- [Work to complete] Take the records underneath and set them down exactly.

»»

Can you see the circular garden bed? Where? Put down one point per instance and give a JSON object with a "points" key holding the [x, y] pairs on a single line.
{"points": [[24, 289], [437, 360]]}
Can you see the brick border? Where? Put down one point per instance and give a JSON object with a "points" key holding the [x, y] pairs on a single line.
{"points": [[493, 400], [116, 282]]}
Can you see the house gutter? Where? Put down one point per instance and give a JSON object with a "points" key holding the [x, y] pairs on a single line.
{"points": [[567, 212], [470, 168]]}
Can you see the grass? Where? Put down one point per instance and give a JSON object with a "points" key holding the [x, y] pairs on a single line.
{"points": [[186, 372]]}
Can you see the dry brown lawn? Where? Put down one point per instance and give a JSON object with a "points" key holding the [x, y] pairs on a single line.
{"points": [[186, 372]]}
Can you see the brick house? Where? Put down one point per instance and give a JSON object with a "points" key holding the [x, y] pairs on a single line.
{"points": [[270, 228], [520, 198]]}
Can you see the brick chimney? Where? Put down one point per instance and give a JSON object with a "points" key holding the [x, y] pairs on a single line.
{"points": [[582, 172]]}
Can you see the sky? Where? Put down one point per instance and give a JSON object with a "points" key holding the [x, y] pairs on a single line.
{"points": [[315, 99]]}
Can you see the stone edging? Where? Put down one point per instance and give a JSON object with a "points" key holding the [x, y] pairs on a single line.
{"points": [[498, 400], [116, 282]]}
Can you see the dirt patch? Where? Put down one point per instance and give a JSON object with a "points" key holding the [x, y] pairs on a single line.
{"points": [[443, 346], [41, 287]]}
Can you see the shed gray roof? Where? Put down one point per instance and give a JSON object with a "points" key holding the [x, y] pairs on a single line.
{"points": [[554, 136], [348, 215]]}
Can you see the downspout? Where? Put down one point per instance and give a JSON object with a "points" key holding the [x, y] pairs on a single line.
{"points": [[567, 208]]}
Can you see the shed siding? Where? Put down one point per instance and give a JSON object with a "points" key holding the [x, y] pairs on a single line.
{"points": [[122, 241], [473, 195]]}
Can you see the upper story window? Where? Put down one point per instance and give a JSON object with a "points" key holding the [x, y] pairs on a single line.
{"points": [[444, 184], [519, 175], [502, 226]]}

««

- [Answer space]
Can you see the circular garden bed? Where? Put down one point per instance and give a JSON object with a "points" key holding the [x, y] pairs on a single line.
{"points": [[24, 289], [437, 360]]}
Can you see the brick border? Where? Put down one point per instance and give a JSON object with a "points" key holding the [x, y] pairs on a single line.
{"points": [[493, 400], [116, 282]]}
Can you see the house gutter? Where? Put down one point per instance and give a JSON object with a "points" key holding the [x, y] pairs on a single line.
{"points": [[567, 212], [470, 168]]}
Can you see the grass? Where? Put down one point per instance and give a JSON object with a "points" key holding the [x, y] pairs on a single line.
{"points": [[186, 372]]}
Can you see the dry brown lawn? Where? Put down one point per instance and give a JSON object with a "points" key holding the [x, y] pairs on a single line.
{"points": [[186, 372]]}
Can you see the brick house? Where? Put down one point per instance and give a JSON object with a "points" key holding the [x, y] pairs on a single line.
{"points": [[270, 228], [520, 198]]}
Can you see the brick chimney? Where? Put down one point per instance and give a JSON object with a "points" key holding the [x, y] pairs on a single line.
{"points": [[582, 172]]}
Can you see the sky? Where? Put down one point per instance and give a JSON object with a "points" key holding the [x, y] pairs on a single line.
{"points": [[315, 99]]}
Can you see the stone edging? Where? Put down one point per instance and give a JSON object with a "points" key holding the [x, y] pairs on a single line.
{"points": [[498, 400], [116, 282]]}
Can you see the dirt patch? Where? Put down one point per instance and give a JSON object with a "points" key holding the [x, y] pairs on a single line.
{"points": [[443, 346], [41, 287]]}
Can you see the shed gray roof? Where? Put down one point per instance and give a JSON object with a "points" key holding the [x, y] pairs on a single line.
{"points": [[554, 136], [348, 215]]}
Can you see the downspout? Where? Put down one point per instance and give a JSON object with a "points" key holding the [x, y] pairs on a single line.
{"points": [[567, 208]]}
Can you see the shed siding? Where? Put down one point per instance and give a JSON object with a "points" key holding the [x, y] pairs on a single line.
{"points": [[122, 241], [473, 195]]}
Can you see the upper story window? Where? Put down one point per instance and give a JSON object with a "points" key holding the [x, y] pairs on a single line.
{"points": [[444, 184], [519, 175], [502, 226]]}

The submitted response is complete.